Is Ryanair starting to mind its manners?

A long-term shift in the industry could explain why Michael O'Leary's notoriously cavalier attitude toward his own customers is mellowing.

Good manners cost nothing but Michael O’Leary, the chief executive of the budget airline Ryanair, is an expert at putting a price on things people never expected to pay for. Customers who fail to print boarding passes are charged £70, checking in a bag at the airport can cost £100 and the airline periodically moots the idea of charging passengers to use the loos.

Ryanair ticket sales have historically proved immune to O’Leary’s lack of charm, and his boast that “short of committing murder, negative publicity sells more seats than positive publicity” appears irritatingly accurate. In June 2013, the International Air Transport Association reported that more than 80 million people flew Ryanair in 2012, nearly 30 million more than Lufthansa, the second most popular airline.

This makes O’Leary’s recent about-turn all the more intriguing, because he has announced a raft of concessions to make flying Ryanair a bit less unpleasant. The airline is increasing passengers’ carry-on allowance, decreasing penalty charges and giving customers a 24-hour “cooling-off” period during which they can correct mistakes to their booking. Passengers on early-morning or evening flights will no longer be subjected to headacheinducing public announcements urging them to buy e-cigarettes and scratch cards, or a grating fanfare every time their flight lands on time.

▶ [WHAT IS ASKED] According to the Ryanair article, how much are customers charged if they fail to print their boarding passes?

▶ [EXTRACTED ENTRIES]
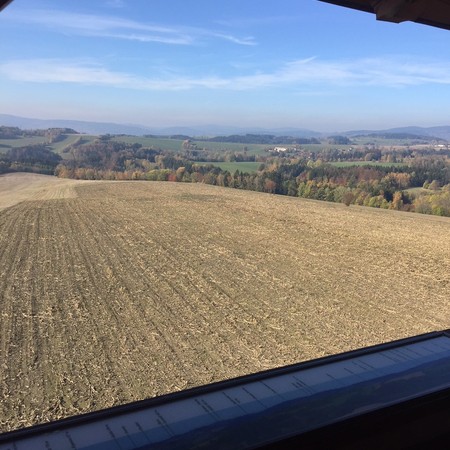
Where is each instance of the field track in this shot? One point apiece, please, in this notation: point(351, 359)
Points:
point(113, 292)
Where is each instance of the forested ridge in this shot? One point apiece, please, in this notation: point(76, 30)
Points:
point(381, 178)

...

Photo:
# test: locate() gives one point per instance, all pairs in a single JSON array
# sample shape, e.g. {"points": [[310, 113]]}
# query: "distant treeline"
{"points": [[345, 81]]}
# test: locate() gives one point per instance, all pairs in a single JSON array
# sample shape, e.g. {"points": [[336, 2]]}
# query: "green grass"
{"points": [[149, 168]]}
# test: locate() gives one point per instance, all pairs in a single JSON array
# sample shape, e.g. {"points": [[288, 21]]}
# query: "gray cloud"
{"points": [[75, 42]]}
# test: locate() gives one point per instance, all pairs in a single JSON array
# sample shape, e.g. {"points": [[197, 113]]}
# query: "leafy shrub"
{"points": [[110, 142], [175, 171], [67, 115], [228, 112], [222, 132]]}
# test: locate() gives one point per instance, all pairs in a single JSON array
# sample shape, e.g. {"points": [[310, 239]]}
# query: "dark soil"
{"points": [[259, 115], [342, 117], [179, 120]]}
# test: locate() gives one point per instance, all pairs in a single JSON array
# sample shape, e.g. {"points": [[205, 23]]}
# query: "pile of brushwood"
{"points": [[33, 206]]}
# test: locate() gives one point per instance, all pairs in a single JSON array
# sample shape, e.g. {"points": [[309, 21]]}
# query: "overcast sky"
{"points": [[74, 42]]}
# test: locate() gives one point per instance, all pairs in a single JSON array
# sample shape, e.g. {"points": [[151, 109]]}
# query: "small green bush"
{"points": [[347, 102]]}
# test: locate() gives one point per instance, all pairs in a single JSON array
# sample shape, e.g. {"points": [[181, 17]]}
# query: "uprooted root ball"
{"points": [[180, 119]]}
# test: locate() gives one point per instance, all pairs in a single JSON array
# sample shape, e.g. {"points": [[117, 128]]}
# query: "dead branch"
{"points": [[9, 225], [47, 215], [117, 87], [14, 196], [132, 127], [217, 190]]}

▶ [TASK OUTPUT] £70